• Direction: Write out the part of the course listing that opens with "Cross-listed Courses" and closes with "and Media (2016-17)", swapping "Information Age" for "Information Era".
::: Text extract :::
Department of English

University of Toronto

Cross-listed Courses

Courses are TBA and will be included here as they become available.

BOOK HISTORY & PRINT CULTURE

BKS2000HS
The Nineteenth-Century Information Age: Readers, Markets, and Media (2016-17)
A. Esterhammer (Department of English)

This course looks at current work in print culture and media history using nineteenth-century Britain and Europe as a source of case studies. Focusing on primary texts together with recent research, we will discuss the evolution of the literary marketplace from 1800 to 1840, reading habits, visual media and new technologies, and the popularity of periodicals and magazines. We will emphasize the reciprocal influence of publishing and marketing practices on genre, content, interpretation, and reception. Developments to be studied include the trend toward shorter prose forms and serial fiction; experiments with hybrid genres; notions of authorship, authority, and authenticity; and complex relationships among editors, authors, and readers that involve pseudonymity and hoaxing.
::: Dataset entries :::
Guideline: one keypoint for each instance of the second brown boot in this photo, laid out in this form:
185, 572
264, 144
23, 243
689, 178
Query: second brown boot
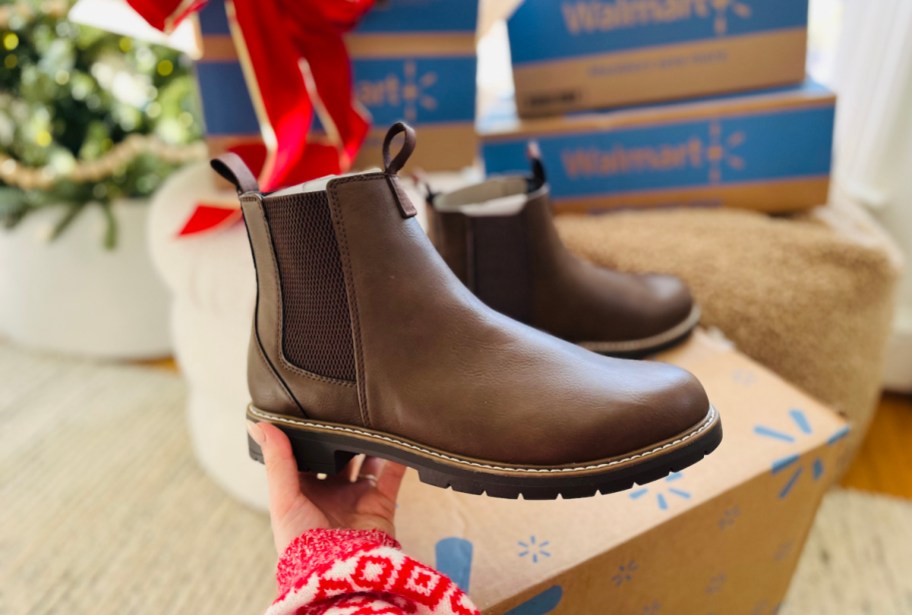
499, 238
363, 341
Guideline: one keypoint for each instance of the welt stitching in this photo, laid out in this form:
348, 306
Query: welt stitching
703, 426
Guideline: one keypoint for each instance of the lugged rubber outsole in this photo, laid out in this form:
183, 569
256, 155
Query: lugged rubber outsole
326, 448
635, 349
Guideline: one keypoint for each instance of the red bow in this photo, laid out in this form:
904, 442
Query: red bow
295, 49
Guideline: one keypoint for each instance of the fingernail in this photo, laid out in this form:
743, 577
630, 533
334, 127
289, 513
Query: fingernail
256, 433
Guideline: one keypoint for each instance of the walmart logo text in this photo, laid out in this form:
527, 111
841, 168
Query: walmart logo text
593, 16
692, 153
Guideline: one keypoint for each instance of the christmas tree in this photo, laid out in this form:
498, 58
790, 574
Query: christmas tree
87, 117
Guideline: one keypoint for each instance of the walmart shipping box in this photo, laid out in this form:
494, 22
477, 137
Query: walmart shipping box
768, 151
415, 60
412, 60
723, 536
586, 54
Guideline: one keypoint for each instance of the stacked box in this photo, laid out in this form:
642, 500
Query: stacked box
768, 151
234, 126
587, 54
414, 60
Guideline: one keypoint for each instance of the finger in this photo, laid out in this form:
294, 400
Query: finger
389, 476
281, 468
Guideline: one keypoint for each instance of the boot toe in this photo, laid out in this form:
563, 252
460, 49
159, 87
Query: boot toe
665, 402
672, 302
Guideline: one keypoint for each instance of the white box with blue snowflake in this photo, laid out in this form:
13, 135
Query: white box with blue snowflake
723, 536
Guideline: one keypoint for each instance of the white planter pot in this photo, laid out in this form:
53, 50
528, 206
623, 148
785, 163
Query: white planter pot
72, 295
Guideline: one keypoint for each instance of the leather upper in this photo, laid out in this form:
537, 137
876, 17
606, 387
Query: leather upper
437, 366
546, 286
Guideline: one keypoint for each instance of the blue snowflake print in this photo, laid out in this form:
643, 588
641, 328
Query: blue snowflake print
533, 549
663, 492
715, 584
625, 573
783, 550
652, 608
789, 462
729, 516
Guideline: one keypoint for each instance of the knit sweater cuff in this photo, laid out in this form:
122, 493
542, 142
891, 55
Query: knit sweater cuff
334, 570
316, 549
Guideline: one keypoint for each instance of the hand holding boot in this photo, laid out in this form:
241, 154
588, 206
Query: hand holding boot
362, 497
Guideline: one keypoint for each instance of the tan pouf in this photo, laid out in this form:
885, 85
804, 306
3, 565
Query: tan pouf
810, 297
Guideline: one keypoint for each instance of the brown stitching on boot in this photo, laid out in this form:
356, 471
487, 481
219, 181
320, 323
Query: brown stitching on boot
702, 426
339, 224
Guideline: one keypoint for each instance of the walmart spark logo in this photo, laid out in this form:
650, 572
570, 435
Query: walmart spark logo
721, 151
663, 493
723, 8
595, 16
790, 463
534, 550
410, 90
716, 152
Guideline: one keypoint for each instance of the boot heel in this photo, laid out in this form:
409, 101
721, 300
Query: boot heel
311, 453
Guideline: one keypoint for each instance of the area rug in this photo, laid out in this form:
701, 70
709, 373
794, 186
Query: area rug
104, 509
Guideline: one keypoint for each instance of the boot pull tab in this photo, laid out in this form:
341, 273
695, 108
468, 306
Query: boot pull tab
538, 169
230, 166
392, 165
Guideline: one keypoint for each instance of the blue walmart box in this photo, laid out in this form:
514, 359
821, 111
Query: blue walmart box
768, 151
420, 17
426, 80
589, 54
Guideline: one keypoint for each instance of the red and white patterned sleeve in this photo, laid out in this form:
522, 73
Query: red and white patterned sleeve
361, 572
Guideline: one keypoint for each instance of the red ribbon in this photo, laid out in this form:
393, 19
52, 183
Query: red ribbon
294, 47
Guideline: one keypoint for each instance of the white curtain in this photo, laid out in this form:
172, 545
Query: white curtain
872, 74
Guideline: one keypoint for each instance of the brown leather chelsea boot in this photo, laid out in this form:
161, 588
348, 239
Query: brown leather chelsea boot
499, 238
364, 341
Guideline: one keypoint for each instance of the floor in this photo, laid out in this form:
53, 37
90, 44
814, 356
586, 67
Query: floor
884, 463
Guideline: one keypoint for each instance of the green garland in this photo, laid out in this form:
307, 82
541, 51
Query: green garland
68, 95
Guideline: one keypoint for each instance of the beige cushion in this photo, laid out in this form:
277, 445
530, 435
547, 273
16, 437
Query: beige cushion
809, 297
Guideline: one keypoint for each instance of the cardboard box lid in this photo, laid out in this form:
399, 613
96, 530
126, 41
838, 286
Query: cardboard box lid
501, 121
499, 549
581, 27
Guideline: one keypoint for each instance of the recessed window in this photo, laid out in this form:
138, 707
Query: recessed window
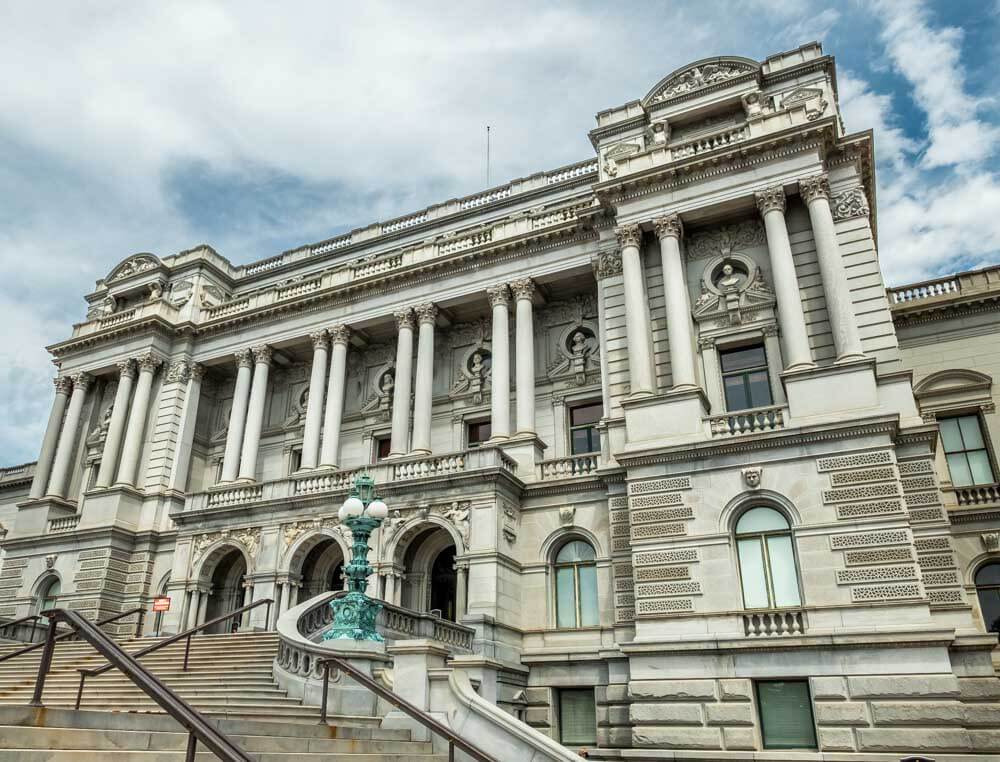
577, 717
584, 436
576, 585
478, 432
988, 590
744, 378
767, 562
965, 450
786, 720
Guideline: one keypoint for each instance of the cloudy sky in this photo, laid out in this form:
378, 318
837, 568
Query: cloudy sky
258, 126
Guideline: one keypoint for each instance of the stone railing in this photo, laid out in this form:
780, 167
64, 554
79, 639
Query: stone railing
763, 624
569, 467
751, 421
:::
• Task output:
Cross-listed Courses

Courses are TBA and will be included here as they become available.

BOOK HISTORY & PRINT CULTURE

BKS2000HS
The Nineteenth-Century Information Era: Readers, Markets, and Media (2016-17)